** Task statement **
Reproduce verbatim the lines of the records that begin with the line containing "Exercise. Mark the terracotta" and run through the end of the records.

-- Start of Material shown --

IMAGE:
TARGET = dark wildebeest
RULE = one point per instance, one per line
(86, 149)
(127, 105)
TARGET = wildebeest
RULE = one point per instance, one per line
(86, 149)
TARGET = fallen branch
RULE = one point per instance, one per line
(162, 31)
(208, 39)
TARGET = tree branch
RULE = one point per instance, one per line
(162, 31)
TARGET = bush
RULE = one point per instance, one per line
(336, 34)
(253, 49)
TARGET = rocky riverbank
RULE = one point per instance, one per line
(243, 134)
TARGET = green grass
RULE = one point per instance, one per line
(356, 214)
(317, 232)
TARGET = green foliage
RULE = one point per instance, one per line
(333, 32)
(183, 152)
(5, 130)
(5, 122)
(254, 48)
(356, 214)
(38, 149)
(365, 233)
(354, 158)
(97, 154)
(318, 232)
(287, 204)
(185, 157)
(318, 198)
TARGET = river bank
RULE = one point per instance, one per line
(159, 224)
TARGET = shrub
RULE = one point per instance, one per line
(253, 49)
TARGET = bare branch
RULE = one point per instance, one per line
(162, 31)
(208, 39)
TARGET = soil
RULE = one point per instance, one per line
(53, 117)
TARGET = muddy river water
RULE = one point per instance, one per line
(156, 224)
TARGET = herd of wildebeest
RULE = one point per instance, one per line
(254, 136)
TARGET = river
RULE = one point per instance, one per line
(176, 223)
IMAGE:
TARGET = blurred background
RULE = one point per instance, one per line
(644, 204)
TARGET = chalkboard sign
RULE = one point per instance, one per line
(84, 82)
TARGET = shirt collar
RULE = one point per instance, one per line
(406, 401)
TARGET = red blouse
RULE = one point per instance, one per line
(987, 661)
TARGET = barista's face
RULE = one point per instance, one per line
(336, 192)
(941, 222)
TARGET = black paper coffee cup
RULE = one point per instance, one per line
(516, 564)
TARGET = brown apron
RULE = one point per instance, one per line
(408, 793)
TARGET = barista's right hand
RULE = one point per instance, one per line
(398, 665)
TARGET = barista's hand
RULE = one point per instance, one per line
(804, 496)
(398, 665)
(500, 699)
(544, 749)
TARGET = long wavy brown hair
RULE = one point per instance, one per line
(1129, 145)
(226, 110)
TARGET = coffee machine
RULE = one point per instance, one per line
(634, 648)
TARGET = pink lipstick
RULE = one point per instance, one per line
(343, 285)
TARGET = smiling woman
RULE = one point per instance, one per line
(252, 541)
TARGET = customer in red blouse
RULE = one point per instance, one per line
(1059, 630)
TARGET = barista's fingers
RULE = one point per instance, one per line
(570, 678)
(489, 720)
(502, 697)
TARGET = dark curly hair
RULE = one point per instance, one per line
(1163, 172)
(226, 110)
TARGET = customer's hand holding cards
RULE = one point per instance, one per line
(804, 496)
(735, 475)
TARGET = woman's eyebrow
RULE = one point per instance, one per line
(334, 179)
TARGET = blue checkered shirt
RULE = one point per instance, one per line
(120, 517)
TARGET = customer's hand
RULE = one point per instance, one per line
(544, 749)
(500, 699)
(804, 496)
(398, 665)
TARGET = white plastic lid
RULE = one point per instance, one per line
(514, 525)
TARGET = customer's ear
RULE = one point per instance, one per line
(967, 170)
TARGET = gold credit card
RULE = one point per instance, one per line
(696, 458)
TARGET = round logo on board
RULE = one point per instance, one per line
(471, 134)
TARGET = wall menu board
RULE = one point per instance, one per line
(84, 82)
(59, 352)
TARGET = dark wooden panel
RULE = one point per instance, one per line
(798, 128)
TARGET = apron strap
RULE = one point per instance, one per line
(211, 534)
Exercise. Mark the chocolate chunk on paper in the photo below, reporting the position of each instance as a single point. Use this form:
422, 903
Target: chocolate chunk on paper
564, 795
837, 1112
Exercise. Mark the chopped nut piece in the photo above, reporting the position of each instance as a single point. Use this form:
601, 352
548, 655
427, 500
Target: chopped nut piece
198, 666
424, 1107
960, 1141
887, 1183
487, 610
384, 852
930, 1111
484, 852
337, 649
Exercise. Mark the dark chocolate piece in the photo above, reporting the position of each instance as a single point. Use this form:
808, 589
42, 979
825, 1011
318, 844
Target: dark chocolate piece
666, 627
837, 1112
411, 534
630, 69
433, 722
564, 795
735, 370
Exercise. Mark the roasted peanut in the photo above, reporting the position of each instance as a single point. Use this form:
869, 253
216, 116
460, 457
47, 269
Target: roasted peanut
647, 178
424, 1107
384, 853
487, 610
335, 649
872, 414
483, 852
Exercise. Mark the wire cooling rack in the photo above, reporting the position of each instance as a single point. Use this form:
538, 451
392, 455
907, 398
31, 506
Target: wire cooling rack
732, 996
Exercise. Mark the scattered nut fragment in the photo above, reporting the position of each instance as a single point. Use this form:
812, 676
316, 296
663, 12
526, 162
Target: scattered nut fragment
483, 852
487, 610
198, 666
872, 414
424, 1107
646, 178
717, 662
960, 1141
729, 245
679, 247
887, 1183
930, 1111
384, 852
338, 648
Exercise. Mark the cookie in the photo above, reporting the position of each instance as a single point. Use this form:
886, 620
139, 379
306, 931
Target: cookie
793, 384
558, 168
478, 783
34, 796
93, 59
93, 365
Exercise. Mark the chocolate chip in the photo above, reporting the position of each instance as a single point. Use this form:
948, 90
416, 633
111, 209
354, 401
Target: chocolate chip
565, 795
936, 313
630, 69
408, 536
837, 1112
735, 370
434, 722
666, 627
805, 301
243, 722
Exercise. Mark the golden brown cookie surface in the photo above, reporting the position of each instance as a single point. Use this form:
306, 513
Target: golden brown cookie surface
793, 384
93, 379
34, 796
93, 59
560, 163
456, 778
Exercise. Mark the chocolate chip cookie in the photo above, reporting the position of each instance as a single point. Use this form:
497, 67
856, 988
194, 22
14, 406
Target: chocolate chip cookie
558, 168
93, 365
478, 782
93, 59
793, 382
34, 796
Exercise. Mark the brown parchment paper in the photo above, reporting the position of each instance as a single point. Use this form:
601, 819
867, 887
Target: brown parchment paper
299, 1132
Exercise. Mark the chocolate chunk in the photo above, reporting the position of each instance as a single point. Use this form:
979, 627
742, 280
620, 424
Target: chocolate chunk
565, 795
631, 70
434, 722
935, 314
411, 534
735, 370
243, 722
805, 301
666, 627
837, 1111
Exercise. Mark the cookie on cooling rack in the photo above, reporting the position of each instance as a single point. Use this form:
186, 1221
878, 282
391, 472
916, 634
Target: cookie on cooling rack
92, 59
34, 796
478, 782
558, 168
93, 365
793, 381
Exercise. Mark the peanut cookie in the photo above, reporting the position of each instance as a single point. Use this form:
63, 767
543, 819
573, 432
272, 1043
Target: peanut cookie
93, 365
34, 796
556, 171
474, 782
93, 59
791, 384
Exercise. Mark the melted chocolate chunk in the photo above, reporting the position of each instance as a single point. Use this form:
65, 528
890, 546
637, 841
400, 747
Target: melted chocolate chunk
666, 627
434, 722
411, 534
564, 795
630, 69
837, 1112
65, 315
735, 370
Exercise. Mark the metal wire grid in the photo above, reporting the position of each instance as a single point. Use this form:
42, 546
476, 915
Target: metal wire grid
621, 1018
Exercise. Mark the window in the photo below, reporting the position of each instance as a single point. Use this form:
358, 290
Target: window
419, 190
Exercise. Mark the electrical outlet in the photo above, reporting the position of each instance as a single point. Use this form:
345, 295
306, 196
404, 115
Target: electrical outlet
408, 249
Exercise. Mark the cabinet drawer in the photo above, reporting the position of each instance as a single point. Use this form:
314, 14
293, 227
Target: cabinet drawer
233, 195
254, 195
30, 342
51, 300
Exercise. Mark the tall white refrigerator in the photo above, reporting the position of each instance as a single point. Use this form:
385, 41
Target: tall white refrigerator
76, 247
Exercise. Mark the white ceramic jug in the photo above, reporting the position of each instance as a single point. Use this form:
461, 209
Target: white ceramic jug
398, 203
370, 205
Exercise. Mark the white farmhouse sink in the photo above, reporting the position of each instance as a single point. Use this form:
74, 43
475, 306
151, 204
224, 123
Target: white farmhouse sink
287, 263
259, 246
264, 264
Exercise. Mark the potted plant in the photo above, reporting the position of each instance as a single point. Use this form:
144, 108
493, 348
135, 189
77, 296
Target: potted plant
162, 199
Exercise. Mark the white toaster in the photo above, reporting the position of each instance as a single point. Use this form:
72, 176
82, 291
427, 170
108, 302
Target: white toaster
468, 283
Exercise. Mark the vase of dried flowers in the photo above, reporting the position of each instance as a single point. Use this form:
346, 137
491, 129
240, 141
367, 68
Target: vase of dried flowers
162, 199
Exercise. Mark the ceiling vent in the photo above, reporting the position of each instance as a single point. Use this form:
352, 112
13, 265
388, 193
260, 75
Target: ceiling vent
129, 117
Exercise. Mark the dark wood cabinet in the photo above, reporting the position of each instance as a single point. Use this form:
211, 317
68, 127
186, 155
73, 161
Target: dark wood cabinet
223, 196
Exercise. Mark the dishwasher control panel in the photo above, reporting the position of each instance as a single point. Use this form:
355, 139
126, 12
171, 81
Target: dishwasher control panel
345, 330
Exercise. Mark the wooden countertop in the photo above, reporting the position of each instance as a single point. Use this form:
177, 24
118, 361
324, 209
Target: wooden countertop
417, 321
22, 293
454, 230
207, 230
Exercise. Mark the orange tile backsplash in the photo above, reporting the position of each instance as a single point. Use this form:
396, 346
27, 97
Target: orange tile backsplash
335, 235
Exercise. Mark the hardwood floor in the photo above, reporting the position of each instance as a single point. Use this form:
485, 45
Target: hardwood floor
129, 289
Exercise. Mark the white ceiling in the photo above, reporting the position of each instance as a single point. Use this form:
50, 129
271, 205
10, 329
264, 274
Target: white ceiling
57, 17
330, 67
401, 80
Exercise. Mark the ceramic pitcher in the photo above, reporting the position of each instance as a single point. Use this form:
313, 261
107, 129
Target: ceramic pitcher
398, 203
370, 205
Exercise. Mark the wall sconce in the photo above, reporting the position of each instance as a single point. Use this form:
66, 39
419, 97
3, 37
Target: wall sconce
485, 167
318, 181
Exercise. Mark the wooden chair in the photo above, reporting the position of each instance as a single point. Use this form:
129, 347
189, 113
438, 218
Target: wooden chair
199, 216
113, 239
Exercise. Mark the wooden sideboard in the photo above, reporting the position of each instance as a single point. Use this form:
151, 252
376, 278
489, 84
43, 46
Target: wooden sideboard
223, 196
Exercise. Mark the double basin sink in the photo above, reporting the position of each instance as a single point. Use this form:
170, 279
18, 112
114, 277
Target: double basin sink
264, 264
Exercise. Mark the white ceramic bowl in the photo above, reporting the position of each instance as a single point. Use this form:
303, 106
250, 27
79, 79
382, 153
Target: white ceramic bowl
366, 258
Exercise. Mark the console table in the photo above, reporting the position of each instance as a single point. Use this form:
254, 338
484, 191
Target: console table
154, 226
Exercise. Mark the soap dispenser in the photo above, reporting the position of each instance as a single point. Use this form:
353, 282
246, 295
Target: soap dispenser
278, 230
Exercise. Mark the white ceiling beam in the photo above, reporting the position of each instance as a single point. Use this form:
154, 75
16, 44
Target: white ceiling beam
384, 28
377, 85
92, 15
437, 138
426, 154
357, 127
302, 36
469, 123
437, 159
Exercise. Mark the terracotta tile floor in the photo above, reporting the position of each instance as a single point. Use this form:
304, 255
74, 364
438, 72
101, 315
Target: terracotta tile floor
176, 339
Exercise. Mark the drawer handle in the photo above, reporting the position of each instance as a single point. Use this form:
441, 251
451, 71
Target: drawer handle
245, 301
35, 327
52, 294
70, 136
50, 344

-- End of Material shown --

** Full output **
Exercise. Mark the terracotta tile floor in the photo above, reporting the position of each instance as a single point. Use this form:
304, 255
74, 364
438, 72
101, 315
Target: terracotta tile floor
176, 339
Exercise. Mark the drawer handle in the photo above, reporting the position of each instance as a single point. Use this form:
441, 251
451, 71
Target: drawer handle
245, 301
35, 327
52, 294
70, 136
50, 344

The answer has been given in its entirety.